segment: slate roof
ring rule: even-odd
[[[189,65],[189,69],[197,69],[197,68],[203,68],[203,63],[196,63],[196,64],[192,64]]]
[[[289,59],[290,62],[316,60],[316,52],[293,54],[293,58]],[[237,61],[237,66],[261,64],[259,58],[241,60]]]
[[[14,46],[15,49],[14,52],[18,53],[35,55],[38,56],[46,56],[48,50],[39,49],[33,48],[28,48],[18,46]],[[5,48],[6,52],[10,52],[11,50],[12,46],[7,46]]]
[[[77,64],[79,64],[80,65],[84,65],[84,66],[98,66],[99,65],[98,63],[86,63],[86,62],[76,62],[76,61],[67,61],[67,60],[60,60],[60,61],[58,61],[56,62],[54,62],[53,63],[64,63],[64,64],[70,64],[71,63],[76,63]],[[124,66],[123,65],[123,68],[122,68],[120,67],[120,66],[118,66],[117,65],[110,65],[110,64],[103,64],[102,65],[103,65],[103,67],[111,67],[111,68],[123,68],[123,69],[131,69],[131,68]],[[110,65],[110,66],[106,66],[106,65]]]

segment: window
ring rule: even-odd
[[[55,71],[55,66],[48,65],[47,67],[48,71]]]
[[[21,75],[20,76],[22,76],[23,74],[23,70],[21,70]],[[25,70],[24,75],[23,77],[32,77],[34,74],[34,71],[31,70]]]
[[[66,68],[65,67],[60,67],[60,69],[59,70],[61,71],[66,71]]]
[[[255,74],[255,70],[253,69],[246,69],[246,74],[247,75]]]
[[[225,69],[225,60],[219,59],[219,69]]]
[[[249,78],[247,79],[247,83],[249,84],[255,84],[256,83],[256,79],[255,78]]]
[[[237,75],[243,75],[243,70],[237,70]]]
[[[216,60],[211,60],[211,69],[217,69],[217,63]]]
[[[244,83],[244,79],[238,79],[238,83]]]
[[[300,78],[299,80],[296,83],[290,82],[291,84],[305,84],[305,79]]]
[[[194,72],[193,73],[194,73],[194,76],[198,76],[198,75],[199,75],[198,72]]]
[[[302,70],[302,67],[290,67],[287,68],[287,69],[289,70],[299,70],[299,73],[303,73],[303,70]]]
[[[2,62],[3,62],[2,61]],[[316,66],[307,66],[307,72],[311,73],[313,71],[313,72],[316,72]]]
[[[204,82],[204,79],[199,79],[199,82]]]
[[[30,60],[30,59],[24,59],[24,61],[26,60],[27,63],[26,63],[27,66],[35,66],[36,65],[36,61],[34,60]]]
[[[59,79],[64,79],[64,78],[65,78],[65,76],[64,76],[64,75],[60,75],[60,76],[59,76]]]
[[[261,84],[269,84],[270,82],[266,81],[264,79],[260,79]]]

● ● ● ● ● ● ●

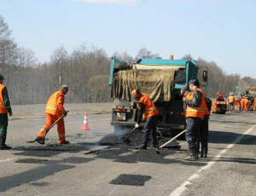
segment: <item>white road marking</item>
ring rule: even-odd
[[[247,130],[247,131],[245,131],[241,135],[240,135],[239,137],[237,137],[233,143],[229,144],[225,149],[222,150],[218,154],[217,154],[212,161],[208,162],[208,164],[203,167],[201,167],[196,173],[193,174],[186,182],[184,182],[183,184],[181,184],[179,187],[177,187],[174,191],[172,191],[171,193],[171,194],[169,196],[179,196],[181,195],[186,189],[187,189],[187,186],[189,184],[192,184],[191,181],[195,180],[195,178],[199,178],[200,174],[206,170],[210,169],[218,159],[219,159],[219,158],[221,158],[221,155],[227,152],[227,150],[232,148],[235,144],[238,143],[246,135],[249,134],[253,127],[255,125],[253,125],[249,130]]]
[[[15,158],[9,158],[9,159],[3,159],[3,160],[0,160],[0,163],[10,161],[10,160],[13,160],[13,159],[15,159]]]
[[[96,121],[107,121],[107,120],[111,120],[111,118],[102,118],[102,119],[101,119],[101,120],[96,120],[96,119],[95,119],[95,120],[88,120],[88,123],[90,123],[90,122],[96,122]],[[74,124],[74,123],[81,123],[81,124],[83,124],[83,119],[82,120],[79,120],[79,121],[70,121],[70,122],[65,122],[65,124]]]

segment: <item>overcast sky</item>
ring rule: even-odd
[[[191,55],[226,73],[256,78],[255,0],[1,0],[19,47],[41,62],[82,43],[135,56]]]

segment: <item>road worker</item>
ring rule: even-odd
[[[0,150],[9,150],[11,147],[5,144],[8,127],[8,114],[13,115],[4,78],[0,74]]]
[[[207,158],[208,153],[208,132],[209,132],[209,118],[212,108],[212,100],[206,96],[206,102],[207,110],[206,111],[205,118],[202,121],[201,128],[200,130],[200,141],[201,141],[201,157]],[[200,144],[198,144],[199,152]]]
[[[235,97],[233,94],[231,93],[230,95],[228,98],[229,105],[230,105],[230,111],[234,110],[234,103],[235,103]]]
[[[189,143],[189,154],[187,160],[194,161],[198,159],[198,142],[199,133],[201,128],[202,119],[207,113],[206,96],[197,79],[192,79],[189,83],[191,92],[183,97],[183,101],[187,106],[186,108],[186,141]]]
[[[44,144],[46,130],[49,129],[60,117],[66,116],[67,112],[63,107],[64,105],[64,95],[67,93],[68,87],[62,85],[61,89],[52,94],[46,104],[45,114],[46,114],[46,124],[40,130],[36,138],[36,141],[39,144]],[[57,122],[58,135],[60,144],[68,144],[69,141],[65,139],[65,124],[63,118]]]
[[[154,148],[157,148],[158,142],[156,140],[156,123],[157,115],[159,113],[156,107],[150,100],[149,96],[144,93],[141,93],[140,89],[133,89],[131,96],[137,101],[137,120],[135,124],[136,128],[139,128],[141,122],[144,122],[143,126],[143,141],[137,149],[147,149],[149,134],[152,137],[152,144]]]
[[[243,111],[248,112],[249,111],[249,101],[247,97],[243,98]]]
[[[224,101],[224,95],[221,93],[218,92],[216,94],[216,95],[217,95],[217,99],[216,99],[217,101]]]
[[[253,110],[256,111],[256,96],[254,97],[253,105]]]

● ● ● ● ● ● ●

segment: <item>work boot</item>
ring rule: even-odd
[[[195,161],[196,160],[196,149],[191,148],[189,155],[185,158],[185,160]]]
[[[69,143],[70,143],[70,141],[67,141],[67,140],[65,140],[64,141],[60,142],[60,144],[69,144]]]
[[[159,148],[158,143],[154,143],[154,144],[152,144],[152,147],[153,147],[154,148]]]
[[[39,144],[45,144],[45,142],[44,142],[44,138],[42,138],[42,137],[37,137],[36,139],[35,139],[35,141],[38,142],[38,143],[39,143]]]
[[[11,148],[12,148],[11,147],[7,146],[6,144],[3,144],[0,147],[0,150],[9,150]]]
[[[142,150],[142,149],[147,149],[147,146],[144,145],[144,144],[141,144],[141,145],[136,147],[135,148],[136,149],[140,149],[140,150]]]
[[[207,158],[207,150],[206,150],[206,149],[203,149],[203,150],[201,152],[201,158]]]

● ● ● ● ● ● ●

Identify each line in the rows above that contains the word "road", and copy those lines out in full.

segment: <item>white road marking</item>
segment: <item>road worker</item>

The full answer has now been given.